[Data records — start]

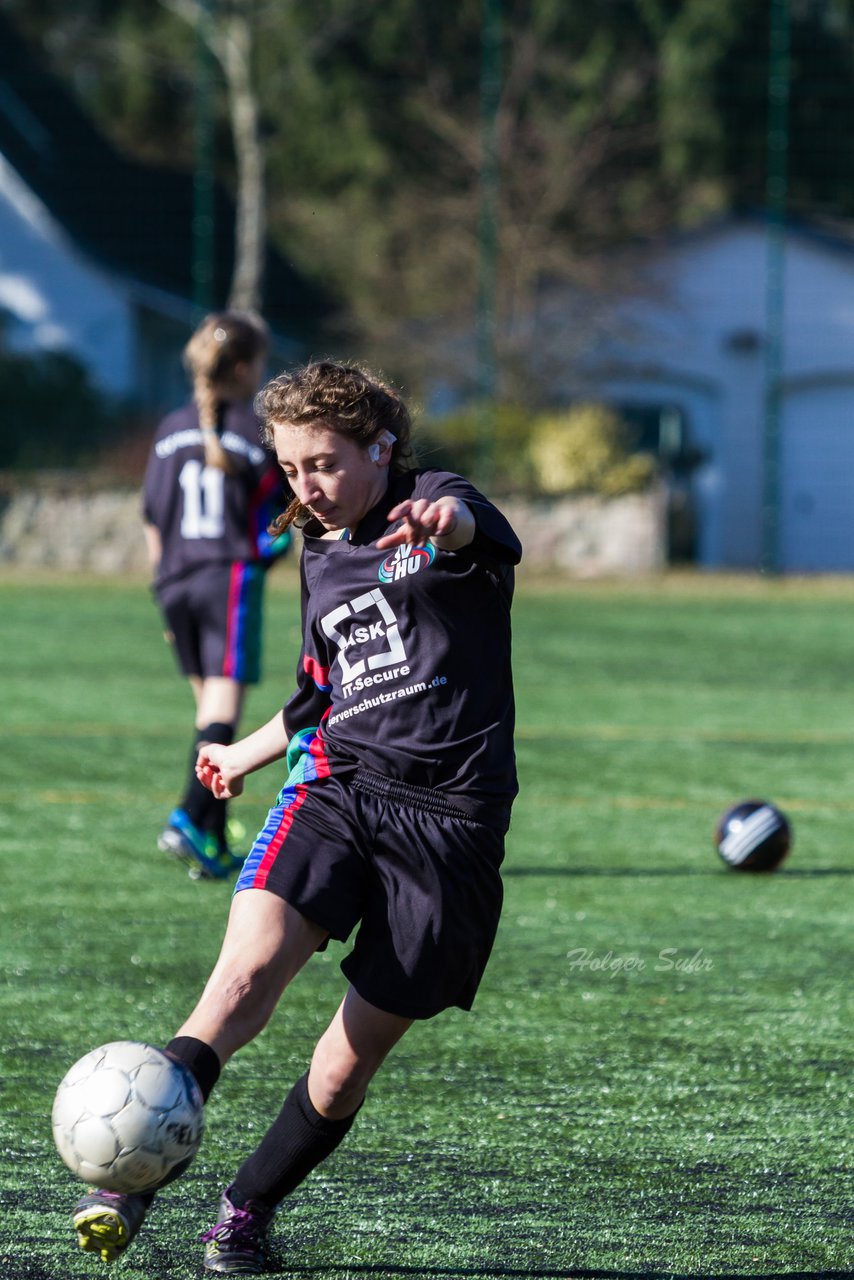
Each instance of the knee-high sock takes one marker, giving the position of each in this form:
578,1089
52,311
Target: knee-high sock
295,1143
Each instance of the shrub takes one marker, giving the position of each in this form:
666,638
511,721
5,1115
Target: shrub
585,449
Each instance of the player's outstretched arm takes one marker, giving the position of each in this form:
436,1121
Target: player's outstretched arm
447,522
223,768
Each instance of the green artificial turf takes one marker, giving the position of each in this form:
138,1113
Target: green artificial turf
656,1077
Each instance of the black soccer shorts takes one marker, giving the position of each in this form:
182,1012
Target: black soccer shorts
215,620
416,876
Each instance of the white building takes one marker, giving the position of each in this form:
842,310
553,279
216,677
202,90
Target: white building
694,342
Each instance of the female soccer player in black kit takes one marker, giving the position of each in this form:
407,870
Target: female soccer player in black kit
392,821
209,497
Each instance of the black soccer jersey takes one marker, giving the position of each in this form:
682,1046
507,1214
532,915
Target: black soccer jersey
406,654
205,515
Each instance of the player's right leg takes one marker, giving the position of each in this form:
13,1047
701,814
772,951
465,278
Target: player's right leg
315,1118
266,942
265,945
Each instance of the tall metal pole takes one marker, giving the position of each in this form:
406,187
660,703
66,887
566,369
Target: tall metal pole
776,193
487,321
202,222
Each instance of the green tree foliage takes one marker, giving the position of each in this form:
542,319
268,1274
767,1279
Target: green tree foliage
616,119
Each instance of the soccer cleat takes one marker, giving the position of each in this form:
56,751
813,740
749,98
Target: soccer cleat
237,1244
205,856
106,1221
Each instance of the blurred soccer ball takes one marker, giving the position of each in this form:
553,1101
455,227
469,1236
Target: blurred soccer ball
127,1118
753,836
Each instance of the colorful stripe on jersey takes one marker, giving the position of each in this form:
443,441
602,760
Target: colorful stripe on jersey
242,659
306,760
265,507
319,673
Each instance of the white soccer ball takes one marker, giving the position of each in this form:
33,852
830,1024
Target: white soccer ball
127,1118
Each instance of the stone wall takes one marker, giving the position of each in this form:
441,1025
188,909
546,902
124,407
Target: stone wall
64,524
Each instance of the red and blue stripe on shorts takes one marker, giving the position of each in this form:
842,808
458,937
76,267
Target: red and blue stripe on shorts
307,762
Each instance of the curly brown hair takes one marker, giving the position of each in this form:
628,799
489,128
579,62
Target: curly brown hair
343,397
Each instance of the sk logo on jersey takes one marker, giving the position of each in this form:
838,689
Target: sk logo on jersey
369,644
403,561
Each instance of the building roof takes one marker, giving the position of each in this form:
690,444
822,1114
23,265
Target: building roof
129,218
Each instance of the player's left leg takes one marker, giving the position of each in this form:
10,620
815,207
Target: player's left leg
316,1115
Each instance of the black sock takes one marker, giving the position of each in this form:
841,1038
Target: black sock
199,1059
201,807
295,1143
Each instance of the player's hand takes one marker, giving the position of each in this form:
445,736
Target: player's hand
423,520
215,769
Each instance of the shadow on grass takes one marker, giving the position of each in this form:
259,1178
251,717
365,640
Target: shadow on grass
392,1272
676,872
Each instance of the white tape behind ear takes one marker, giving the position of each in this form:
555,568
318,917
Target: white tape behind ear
377,448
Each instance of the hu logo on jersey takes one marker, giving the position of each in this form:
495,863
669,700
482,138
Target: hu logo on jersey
403,561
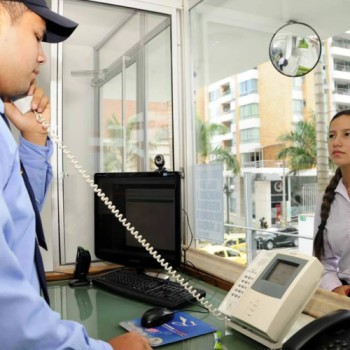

[Data records — finish]

## Task:
Output nothing but the records above, word for word, with the pictures removed.

## Reply to the task:
Each instance of the knee-high sock takes one marker, giving the position of each in this form:
578,1089
52,311
Target: knee-high sock
295,1143
Each instance of the shrub takes one marker, giving the position of each in this form:
666,638
511,721
5,1115
Target: shrub
585,449
Each instance of the player's outstretched arm takes one marker, giving the position of each in this form:
436,1121
Target: player's outstretched arm
447,522
223,768
Each instance of the green artificial turf takes one marker, giving the position of each in this form:
138,1113
Target: green artificial turf
656,1077
Each instance of the black soccer shorts takes one marker, giving the position of each in this form:
182,1012
Target: black soccer shorts
215,620
416,876
Each instance of the white building takes one marker, giving the position of each in this form:
842,310
553,279
216,677
202,90
Target: white building
694,342
Each instance of the female soccer player in black kit takes one marker, giving the position of each in this form:
407,870
Target: female soccer player in black kit
392,821
209,497
Each instance of the black soccer jersey takes one marker, giving the position of each in this form:
682,1046
507,1214
532,915
Target: black soccer jersey
406,654
205,515
Each instance of the player's right leg takes one marker, giving the position of each in this form:
13,1047
701,814
772,951
465,278
Target: player's right leg
315,1118
266,942
265,945
Each instance of the tall metal pole takes one marker, giving the position of each in this form:
406,187
660,703
66,887
566,369
Target: tall metal pole
776,193
487,321
202,222
Each instance of the green tree foliage takes one marker, giving the position of each in this form:
542,319
268,1274
767,1279
Target: green tree foliage
616,119
Each instance of the soccer cleat takes one marker, giving the position of each in this form:
56,751
813,740
749,98
Target: soccer cleat
237,1244
205,856
106,1221
Each instance of the blurred soccer ball takes one marker, giving the position of each in this form:
553,1101
455,227
469,1236
Target: blurred soccer ball
127,1118
753,836
Each instance of the colorful stripe on jersey takes one marker, giving the position of each in this form:
443,441
602,760
Target: colorful stripe on jersey
242,659
306,760
265,507
319,673
Each instance of the white soccer ball takes one marker, giving the position of each in this form:
33,852
830,1024
Target: white soccer ball
127,1118
Each instance of the stone wall takes one marker, giving the position of each in this form:
441,1025
188,909
546,902
124,407
Target: stone wall
64,524
Each instance of the red and blue stripe on shorts takes one marker, giving the position of each in this form:
842,808
458,937
76,267
Target: red and blue stripe on shorts
307,762
Each instance of the curly brown hair takes one marker, giving the position of each in this form:
628,799
489,128
579,62
Target: curly brown hair
343,397
Each instance of the sk logo on jersey takes one marker, giving the position of each in this form:
838,689
Target: sk logo on jersey
369,644
403,561
Each instance of the building roof takes one marker, giving the position of each in this form:
690,444
822,1114
23,265
Target: building roof
129,218
Each instance of the player's left leg takes one marker, giving the position of each in this form:
10,620
815,207
Target: player's left leg
316,1115
Each instance of the black sock takes one marker, giving the position of each in this form:
841,1038
Target: black sock
199,1059
201,807
295,1143
Each instance of the player's hand takes one marker, giving the position of each in this form:
445,736
Target: player's hand
423,520
215,769
Each instance of the shadow on grass takes one marker, giving the position of each in this form:
259,1178
251,717
365,640
Target: shadow on grass
392,1272
676,872
Each instance of the white tape behind ear takes one marker, giving the position of each in this form:
555,568
318,917
Target: white tape behind ear
377,448
Each instance of the hu logo on jersey takes one marker, giving the position of each in this form:
495,863
669,700
482,138
Target: hu logo on jersey
403,561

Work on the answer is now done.